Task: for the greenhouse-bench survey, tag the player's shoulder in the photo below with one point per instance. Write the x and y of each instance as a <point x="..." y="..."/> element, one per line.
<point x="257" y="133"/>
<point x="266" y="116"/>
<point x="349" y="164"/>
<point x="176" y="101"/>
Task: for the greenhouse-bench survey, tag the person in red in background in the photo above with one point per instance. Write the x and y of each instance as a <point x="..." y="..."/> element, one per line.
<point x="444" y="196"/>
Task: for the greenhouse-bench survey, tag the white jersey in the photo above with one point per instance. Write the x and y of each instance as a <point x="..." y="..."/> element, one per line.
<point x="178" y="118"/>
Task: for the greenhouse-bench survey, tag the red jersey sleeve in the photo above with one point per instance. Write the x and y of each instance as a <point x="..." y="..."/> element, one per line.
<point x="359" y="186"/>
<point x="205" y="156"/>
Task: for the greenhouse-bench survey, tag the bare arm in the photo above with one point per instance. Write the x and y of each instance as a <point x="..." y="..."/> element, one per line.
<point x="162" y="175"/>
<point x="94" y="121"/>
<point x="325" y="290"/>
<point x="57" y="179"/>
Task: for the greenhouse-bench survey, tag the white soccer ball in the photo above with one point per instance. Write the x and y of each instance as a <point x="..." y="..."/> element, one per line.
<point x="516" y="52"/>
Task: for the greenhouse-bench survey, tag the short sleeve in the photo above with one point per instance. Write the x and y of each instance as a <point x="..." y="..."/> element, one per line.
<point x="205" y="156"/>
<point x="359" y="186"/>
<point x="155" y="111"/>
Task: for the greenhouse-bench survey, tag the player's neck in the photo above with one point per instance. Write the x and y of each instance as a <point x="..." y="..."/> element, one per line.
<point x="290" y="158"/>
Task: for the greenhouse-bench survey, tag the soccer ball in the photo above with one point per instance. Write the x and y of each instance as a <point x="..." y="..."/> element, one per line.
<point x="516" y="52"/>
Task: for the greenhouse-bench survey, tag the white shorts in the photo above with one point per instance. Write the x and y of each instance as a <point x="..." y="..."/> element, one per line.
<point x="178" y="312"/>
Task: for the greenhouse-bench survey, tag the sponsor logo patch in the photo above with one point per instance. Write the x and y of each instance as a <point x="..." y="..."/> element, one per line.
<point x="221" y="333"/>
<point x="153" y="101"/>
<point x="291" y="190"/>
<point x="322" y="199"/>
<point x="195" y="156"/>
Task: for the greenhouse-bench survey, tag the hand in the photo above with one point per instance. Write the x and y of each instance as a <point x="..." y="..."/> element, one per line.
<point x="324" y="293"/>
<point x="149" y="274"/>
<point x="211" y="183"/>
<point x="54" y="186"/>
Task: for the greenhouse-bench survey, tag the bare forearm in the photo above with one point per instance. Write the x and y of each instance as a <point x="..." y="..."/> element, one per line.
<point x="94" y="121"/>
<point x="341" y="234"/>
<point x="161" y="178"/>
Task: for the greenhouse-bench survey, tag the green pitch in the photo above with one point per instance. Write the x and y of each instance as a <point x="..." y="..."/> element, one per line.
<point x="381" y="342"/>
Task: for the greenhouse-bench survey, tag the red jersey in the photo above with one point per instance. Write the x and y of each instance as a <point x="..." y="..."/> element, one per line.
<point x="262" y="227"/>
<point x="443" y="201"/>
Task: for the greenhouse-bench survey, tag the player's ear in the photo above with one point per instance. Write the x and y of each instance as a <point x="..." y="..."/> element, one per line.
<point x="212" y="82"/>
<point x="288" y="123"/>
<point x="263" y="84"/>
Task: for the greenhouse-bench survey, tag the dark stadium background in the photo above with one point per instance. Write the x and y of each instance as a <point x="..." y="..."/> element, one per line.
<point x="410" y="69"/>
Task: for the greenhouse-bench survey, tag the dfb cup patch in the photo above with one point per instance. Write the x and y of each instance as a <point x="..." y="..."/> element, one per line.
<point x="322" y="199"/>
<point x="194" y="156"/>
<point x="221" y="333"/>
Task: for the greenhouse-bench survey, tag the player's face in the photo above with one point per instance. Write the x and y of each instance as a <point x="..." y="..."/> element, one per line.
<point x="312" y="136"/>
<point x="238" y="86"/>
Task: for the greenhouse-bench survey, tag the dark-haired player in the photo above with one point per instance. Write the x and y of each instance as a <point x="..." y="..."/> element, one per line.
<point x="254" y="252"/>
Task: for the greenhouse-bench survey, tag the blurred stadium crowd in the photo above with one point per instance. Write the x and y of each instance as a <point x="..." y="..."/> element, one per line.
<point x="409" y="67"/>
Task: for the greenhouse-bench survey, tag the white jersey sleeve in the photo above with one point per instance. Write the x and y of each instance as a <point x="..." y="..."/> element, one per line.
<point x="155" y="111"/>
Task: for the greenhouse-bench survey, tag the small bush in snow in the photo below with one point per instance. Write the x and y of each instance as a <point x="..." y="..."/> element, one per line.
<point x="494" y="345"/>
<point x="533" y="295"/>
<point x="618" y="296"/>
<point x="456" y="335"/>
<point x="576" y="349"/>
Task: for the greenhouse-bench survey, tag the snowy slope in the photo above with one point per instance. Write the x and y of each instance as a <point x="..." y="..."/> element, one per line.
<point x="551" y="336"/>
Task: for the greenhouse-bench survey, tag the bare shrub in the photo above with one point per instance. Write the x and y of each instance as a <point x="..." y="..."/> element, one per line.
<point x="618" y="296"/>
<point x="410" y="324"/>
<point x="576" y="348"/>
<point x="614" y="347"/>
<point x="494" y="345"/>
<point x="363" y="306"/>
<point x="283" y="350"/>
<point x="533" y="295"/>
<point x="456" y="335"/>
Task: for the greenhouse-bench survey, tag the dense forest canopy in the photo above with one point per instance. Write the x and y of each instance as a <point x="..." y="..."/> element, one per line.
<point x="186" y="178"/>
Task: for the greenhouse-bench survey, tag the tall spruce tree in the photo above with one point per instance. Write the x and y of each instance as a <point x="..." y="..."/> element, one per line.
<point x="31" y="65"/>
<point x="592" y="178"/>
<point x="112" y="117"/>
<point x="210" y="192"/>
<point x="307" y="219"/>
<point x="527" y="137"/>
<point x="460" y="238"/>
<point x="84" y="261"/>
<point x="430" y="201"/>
===
Work instruction
All lines from the one with "Task: for the greenhouse-bench survey, tag the tall" to the end of the listing are to be printed exactly as given, both ends included.

Solved exercise
Task: for the greenhouse-bench survey, tag the tall spruce tree in the photo above with one point per instance. Write the x and y of each instance as a <point x="..." y="..."/> element, one per line.
<point x="31" y="65"/>
<point x="592" y="178"/>
<point x="112" y="117"/>
<point x="210" y="192"/>
<point x="307" y="219"/>
<point x="527" y="137"/>
<point x="460" y="238"/>
<point x="84" y="261"/>
<point x="430" y="201"/>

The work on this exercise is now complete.